What you will do
Copy each of the rows below character for character, with nothing changed.

══════════════════════════════

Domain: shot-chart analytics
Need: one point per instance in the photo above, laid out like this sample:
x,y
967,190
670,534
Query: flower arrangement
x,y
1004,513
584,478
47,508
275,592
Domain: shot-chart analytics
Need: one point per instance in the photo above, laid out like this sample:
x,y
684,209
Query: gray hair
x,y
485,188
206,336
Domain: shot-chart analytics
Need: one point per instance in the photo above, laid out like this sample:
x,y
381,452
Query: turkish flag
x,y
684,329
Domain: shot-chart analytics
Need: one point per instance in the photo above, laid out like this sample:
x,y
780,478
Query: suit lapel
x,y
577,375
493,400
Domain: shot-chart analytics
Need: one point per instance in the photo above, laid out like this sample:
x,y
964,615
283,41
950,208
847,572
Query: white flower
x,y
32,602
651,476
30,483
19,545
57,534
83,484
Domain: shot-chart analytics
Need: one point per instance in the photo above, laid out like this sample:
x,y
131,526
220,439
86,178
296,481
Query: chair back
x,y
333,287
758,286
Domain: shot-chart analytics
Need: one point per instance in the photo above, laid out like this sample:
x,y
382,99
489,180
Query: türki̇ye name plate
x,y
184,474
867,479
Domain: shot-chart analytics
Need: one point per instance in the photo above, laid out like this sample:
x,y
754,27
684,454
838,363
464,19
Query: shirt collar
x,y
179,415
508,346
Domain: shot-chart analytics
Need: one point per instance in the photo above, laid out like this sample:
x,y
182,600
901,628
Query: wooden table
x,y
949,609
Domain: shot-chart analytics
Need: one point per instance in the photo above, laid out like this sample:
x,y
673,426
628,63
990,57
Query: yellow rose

══════════════════════════════

Result of the exercise
Domain: shot-chart analytics
Need: one point per instance in the photo above, laid out like this sample:
x,y
967,190
670,534
Query: flower arrangement
x,y
1004,513
584,478
47,508
275,592
Domain: shot-chart analytics
Need: one point per instance in the photo above, laid out like this sample:
x,y
684,209
Query: gray hair
x,y
485,188
206,336
Domain: shot-chart analytics
Need: one point per instance in the photo above, laid out like this sample:
x,y
381,452
Query: turkish flag
x,y
684,329
Domain: shot-chart analytics
Need: one point per instance in the photo above, laid out like this sample:
x,y
780,478
Query: suit lapel
x,y
577,375
493,400
Domain: shot-chart analytics
Need: one point per instance in the photo above, laid out like this sample:
x,y
964,615
283,41
950,208
847,572
Query: white flower
x,y
32,602
651,476
30,483
19,545
57,534
83,484
Domain: shot-chart analytics
Need: one point per instance in the photo above, laid out like this sample:
x,y
131,526
220,439
86,178
296,481
Query: chair back
x,y
333,287
758,286
Domain: shot-chart analytics
Need: one point per instance in the photo above, laid out like this sample:
x,y
382,99
489,180
Query: türki̇ye name plate
x,y
184,474
867,479
Domain: shot-chart analytics
Need: one point per instance in the photo above, laid out like this sample:
x,y
754,27
684,454
838,363
464,19
Query: shirt collar
x,y
179,415
508,346
Domain: shot-chart analytics
Need: one point per instance in the photo above, laid out like this sample:
x,y
182,600
901,628
Query: wooden table
x,y
949,609
Domain: shot-chart analytics
Need: one point per instance in the photo above, laid out like this sample:
x,y
673,426
628,63
990,57
Query: yellow rose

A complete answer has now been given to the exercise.